**Given records:**
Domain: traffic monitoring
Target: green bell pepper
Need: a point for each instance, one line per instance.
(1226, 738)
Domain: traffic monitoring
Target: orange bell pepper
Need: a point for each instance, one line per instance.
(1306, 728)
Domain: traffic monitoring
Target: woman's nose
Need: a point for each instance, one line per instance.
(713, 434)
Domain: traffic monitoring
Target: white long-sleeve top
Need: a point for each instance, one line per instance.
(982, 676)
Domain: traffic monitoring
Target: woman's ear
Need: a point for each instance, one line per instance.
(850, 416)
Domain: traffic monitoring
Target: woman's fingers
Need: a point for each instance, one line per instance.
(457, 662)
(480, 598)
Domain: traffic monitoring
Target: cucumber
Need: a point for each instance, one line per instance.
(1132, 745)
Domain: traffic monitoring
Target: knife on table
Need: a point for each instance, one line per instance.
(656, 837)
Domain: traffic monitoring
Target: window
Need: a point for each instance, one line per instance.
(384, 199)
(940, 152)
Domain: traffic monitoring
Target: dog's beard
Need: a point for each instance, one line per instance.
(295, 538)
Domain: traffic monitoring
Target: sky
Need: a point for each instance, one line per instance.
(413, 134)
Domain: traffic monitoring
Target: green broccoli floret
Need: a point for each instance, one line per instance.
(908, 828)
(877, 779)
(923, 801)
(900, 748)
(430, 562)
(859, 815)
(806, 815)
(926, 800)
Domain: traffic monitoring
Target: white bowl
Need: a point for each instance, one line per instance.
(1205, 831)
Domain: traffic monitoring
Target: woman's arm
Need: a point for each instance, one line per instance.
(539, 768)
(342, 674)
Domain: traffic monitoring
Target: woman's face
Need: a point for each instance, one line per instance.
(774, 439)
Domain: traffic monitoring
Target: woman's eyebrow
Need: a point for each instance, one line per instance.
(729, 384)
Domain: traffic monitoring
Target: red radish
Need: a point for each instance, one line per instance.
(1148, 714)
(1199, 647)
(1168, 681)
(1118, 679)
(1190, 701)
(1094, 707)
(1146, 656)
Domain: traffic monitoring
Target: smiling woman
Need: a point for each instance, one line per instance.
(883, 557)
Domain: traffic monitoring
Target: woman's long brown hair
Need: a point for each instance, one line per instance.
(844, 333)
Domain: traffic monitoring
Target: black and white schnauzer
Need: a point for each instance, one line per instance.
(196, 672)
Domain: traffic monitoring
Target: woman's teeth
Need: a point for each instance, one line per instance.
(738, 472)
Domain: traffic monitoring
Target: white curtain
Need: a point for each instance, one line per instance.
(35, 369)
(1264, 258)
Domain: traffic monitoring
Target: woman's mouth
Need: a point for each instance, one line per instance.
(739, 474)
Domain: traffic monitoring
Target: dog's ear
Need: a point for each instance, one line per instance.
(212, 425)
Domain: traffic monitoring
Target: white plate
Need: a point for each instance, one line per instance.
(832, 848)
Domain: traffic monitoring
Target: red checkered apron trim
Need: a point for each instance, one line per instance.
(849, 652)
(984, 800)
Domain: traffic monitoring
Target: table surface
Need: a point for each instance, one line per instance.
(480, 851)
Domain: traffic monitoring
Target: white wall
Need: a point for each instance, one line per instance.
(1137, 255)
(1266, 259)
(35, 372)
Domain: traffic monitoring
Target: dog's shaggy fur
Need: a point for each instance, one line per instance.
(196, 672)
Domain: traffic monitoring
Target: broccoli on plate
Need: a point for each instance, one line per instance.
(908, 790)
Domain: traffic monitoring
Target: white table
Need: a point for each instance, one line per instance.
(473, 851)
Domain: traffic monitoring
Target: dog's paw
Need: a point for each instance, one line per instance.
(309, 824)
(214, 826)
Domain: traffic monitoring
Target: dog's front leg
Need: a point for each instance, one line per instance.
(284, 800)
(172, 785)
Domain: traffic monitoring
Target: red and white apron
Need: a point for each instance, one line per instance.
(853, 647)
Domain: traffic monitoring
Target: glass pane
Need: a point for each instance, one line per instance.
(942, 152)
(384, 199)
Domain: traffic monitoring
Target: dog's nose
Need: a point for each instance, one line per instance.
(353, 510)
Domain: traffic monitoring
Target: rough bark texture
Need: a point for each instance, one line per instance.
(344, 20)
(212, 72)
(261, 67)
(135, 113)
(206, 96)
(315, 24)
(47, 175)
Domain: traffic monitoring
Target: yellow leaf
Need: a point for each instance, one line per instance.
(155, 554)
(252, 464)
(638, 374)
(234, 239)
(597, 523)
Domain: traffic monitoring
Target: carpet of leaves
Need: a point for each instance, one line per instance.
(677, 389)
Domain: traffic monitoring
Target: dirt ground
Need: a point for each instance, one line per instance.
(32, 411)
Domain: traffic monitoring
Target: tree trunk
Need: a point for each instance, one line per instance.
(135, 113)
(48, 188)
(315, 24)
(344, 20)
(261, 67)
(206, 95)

**Goal:**
Quote the items word for word, from the beginning through the line containing "(1132, 745)".

**The answer:**
Domain: traffic monitoring
Target: green bell pepper
Need: a point for each instance, one line per instance.
(1226, 738)
Domain: traffic monitoring
Target: orange bell pepper
Need: a point for each instance, one line per instance.
(1306, 728)
Domain: traffic monitoring
Target: woman's nose
Need: a point for each instance, one line per instance.
(713, 434)
Domain: traffic monitoring
Target: white long-sleeve top
Need: a point for each instance, one line per instance.
(982, 676)
Domain: traffic monitoring
Target: woman's ear
Need: a point for each instance, one line per instance.
(850, 416)
Domain: traffic monitoring
Target: woman's fingers
Need: a point for each instance, one line per instance.
(457, 662)
(480, 598)
Domain: traffic monitoring
Target: cucumber
Need: a point for each instance, one line per instance.
(1132, 745)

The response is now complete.